§ **EXERCISE MATERIAL**:
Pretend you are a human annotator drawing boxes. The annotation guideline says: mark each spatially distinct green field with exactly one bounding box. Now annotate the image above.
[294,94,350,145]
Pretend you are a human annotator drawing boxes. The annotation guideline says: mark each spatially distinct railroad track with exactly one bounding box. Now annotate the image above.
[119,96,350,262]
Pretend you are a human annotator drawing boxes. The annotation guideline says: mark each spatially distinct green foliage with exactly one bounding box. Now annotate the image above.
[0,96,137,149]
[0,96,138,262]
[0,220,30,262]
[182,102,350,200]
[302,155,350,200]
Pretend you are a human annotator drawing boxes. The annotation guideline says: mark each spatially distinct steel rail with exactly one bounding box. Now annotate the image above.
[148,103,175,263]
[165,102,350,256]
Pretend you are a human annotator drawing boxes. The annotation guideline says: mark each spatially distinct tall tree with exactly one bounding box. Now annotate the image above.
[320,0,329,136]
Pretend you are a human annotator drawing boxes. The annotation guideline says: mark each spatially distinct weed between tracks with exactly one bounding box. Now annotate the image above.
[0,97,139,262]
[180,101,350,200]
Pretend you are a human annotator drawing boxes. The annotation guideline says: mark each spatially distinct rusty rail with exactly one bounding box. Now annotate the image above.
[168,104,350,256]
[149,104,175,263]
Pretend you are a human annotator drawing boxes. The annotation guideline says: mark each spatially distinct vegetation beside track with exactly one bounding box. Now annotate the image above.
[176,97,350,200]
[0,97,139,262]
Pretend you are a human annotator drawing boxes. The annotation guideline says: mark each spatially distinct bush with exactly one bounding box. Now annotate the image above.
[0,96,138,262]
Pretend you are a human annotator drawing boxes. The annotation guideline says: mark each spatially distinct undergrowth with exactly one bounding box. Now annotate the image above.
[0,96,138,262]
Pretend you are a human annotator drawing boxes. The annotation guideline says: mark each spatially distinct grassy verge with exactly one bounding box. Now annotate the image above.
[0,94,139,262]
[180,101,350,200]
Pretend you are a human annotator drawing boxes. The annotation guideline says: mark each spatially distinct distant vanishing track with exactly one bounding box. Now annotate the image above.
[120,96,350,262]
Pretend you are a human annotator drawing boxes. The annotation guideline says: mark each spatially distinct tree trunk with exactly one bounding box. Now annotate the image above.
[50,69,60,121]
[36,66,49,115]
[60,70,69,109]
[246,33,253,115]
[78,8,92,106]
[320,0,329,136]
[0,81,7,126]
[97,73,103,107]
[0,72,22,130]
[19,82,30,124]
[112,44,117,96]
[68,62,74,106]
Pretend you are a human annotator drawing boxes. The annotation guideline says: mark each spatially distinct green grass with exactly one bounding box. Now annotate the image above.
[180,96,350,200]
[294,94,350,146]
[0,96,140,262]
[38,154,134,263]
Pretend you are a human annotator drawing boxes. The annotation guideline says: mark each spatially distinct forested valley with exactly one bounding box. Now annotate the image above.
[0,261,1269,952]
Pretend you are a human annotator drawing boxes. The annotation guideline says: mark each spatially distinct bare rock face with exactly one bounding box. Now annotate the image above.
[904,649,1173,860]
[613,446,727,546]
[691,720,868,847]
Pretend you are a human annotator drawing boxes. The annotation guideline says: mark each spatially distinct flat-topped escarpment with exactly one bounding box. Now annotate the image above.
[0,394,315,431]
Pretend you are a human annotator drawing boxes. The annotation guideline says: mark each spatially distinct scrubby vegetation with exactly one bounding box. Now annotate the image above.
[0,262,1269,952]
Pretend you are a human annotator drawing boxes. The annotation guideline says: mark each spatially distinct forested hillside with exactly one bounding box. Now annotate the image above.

§ **THE TASK**: Rewrite every row above, changing "human annotator" to "expert annotator" wherever it occurs and leaving everything else as it is.

§ **ANSWER BELOW**:
Pretend you are a expert annotator drawing boxes. The annotation guideline says: mark each spatially distinct green field with exactly one bounding box. Now annotate the image above.
[294,94,350,145]
Pretend you are a expert annotator drawing boxes. The annotation guideline says: mark each spatially distinct railroad track with exactly one bounding box. Now annotate the image above.
[119,96,350,262]
Pretend you are a expert annotator drawing boxes. The annotation guideline says: mark each spatially distinct green foliage with exactly one bounding box. Now annotate the image above.
[0,96,137,149]
[0,96,138,262]
[0,220,30,262]
[182,102,350,200]
[302,155,350,200]
Pretend you are a expert annotator drawing boxes. The annotation guideline says: mark each spatially distinct steel rail with exactly one bounding box. Now annotate the image above.
[148,103,175,263]
[165,102,350,256]
Pretend you are a expert annotator drawing boxes. The annotation guideline says: mark each spatially distinct tall tree with exactly one bounding box. Now annotate the image above.
[320,0,329,136]
Pretend you are a expert annotator drawing boxes. The annotation guideline says: mark each spatially distinct weed between tracks with exactly one bounding box. Now annotate the image above.
[0,97,139,262]
[180,101,350,200]
Pretend you are a expert annotator drawing boxes. The annotation guideline says: mark each spatially distinct rusty rail with exactly one bounding box. Now annotate the image above.
[168,104,350,256]
[149,104,175,263]
Pretend you are a expert annotator drawing boxes. The annotation guideline says: mark each spatially distinct vegetation beside track with exactly one bounding box. Now annotate the image above.
[176,97,350,200]
[0,97,139,262]
Pretend you are a expert annotator drawing boxes. The annotation guideline says: mark each spatially distinct bush with exactly one bounding box. Now annotate the image above.
[0,96,138,262]
Pretend you are a expert annotator drawing boxes. The annotation guideline says: mark each spatially distinct undergrowth with exactly one bounding box. Now annotate the image above.
[0,96,138,262]
Pretend you are a expert annotator drawing boxes. The annotation guideline says: mark each spatially distinct grassy verge with exactly one bounding box. Now annotate the image above.
[0,94,139,262]
[180,101,350,200]
Pretend you are a expert annotator drawing boxes. The annotation guideline says: mark each spatially distinct distant vanishing track with exactly one bounding box. Now annotate the image above.
[120,96,350,262]
Pretend you are a expert annotator drawing boxes. The annotation guideline says: mark each spatially distinct tree trunk with exactly one bounding box. Now annotate the image above.
[50,69,60,121]
[36,66,49,115]
[60,70,69,109]
[246,33,253,115]
[78,8,92,106]
[320,0,329,136]
[0,81,7,126]
[97,73,103,107]
[0,72,22,130]
[19,82,30,124]
[112,44,117,96]
[68,62,74,106]
Pretend you are a expert annotator drawing boxes. The annotation guideline says: mark each spatially distinct green grass with exactly one bounding box. Now annotate the image above.
[180,96,350,200]
[294,94,350,146]
[0,96,140,262]
[38,154,134,263]
Pretend you are a expert annotator drawing boxes. The annotation guideline says: mark each spatially distinct forested valley with exactly one bounding box. Now annotate the image above.
[0,261,1269,952]
Pretend you are a expert annotator drawing boxes. The annotation guideline says: mark each spatially distinct bare rock face with exactly one bounding box. Now annotate the image above.
[904,649,1173,860]
[613,446,727,546]
[691,720,868,847]
Pretend you are a expert annotator drawing boxes. The annotation guideline says: mark each spatially distinct flat-topped escarpment with exactly one bounding box. Now annotate the image above.
[0,394,315,431]
Pretend you are a expert annotator drawing boxes. The annotation guideline says: mark each spatially distinct scrubby vegetation with exactly one bounding box. Now annotate the image above.
[0,262,1269,952]
Pretend you are a expert annotator drawing boxes. The annotation guideline says: mark each spatially distinct forested hillside with exactly one bounding box. Now annotate the image above.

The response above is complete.